• **What to do**: Write out every line of the material exactly as it appears.

• **Records provided**:
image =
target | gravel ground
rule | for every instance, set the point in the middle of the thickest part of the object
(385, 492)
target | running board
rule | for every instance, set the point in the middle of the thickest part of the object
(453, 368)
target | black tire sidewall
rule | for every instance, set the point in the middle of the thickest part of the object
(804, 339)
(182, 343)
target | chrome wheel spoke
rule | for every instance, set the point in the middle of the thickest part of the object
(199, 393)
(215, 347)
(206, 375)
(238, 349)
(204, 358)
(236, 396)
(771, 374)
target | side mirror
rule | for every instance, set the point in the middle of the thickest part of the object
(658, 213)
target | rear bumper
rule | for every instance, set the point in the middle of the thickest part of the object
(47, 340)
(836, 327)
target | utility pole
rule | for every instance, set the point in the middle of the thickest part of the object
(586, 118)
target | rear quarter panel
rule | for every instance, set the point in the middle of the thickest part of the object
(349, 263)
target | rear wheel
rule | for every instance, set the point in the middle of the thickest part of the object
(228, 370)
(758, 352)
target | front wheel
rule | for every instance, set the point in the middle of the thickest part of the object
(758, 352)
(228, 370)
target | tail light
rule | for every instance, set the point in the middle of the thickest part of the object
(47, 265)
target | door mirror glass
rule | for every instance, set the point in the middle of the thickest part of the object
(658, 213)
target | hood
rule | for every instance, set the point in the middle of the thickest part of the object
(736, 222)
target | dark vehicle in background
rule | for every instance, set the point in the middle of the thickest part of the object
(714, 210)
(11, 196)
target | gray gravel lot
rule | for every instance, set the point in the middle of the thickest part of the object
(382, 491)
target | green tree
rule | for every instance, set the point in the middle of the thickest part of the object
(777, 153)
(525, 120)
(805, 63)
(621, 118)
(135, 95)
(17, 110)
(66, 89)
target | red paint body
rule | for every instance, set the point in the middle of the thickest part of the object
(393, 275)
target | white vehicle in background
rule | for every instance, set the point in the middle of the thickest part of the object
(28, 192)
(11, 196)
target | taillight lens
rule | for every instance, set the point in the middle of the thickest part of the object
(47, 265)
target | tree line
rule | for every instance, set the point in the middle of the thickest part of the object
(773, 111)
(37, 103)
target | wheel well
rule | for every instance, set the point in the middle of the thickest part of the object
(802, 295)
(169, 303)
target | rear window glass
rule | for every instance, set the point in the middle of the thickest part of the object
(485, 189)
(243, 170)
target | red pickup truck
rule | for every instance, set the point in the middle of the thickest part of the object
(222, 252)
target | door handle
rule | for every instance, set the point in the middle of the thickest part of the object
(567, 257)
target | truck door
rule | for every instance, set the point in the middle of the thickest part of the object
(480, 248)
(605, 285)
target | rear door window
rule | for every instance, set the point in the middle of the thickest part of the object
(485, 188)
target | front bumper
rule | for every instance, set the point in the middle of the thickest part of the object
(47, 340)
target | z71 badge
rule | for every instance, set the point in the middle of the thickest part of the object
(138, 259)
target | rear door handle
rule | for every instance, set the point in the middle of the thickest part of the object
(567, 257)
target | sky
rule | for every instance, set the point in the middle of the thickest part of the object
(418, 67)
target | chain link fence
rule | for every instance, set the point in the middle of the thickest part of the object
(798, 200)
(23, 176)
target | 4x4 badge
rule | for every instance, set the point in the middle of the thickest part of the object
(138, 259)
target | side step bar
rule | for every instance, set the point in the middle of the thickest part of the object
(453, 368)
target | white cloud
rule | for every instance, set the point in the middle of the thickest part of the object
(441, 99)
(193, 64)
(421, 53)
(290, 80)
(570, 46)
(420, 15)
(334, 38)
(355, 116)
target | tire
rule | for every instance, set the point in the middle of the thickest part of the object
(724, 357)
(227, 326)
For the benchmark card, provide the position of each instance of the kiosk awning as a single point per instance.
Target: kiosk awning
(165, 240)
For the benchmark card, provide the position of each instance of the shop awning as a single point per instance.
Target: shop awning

• **Full answer**:
image =
target | gravel ground
rule | for every instance, set the point in the middle of the thickest part of the object
(385, 492)
target | running board
rule | for every instance, set the point in the middle of the thickest part of the object
(453, 368)
target | black tire sidewall
rule | for every instance, set the point in the middle of the thickest part of the object
(804, 339)
(182, 343)
target | chrome wheel spoke
rule | for every instance, set the point in the middle of the thickest part of the object
(199, 393)
(215, 347)
(206, 375)
(238, 349)
(204, 358)
(236, 396)
(771, 374)
target | side mirror
rule | for every instance, set the point in the middle of the thickest part of the object
(658, 213)
target | rear bumper
rule | for every instance, set the point in the middle of the thickest part of the object
(47, 340)
(836, 327)
target | utility pole
rule | for every instance, set the point in the middle of the thickest part of the object
(586, 118)
target | rear quarter panel
rule | for every instance, set the point in the middle of the thickest part of the object
(349, 263)
target | rear wheel
rule | for every instance, set the point in the middle of the thickest part of the object
(228, 370)
(758, 352)
target | front wheel
rule | for every instance, set the point in the middle of the thickest part of the object
(758, 352)
(228, 370)
target | tail light
rule | for every instance, set the point in the middle of the thickest part of the object
(47, 265)
target | door mirror glass
rule | for every instance, set the point in the middle of the thickest part of the object
(658, 213)
target | hood
rule | for every instance, set the point in the middle of the thickest part of the object
(736, 222)
target | dark vehicle in background
rule | for every instance, set the point in the middle of the thickest part of the object
(714, 210)
(11, 196)
target | gray gravel lot
rule | for every instance, set the point in the middle of the thickest part of the object
(382, 491)
target | green tree
rule | for every instance, set the point in the middle of the thickest part of the object
(777, 153)
(525, 120)
(805, 63)
(621, 118)
(135, 95)
(17, 110)
(66, 89)
target | red paint body
rule | for every instance, set the point in the middle of the thickest part of the object
(393, 275)
target | white vehicle in background
rule | for every instance, set the point in the middle of the thickest part of the object
(28, 192)
(11, 196)
target | taillight lens
rule | for every instance, set the point in the middle of the thickest part of the object
(47, 265)
target | tree line
rule | for every instance, set the point in the middle of the thickest part of the object
(773, 111)
(37, 103)
target | wheel well
rule | for every instance, set the point in the middle of the thickest part of the object
(802, 295)
(169, 303)
target | rear window glass
rule | for every instance, set the point in the middle of the thickest part of the object
(485, 189)
(243, 170)
target | red pickup truck
rule | for every instance, set the point in the middle of the thickest part of the object
(222, 252)
target | door handle
rule | for every instance, set the point in the middle of the thickest part of the object
(567, 257)
target | truck door
rule | for every instance, set the point in the middle of the thickest part of the object
(480, 248)
(605, 285)
target | rear door window
rule | for every instance, set the point in the middle of the thickest part of the object
(485, 188)
target | front bumper
rule | for every instance, set the point in the middle of the thickest part of the object
(47, 340)
target | z71 badge
rule | for every instance, set the point in the middle of the thickest part of the object
(138, 259)
target | rear door handle
rule | for every instance, set the point in the middle of the thickest part of the object
(567, 257)
target | sky
rule | for every instance, set the point in the middle of the thickest part of the object
(418, 67)
target | chain link fence
rule | for every instance, set the point in the middle of the thickest part of the object
(798, 200)
(23, 176)
target | 4x4 badge
rule | for every instance, set the point in the middle of the thickest part of the object
(138, 259)
target | side step bar
rule | for every instance, set the point in the middle of the thickest part of the object
(453, 368)
target | white cloud
rule | for every instance, set the point in the middle of the thickest part of the object
(441, 99)
(193, 64)
(421, 53)
(290, 80)
(570, 46)
(420, 15)
(334, 38)
(355, 116)
target | tire
rule | for every instance, set the point in the middle of the thickest part of the object
(724, 357)
(227, 326)
For the benchmark card, provide the position of each instance of the kiosk awning as a single point per instance.
Target: kiosk awning
(165, 240)
For the benchmark card, provide the position of each instance of the shop awning as a single point per instance.
Target: shop awning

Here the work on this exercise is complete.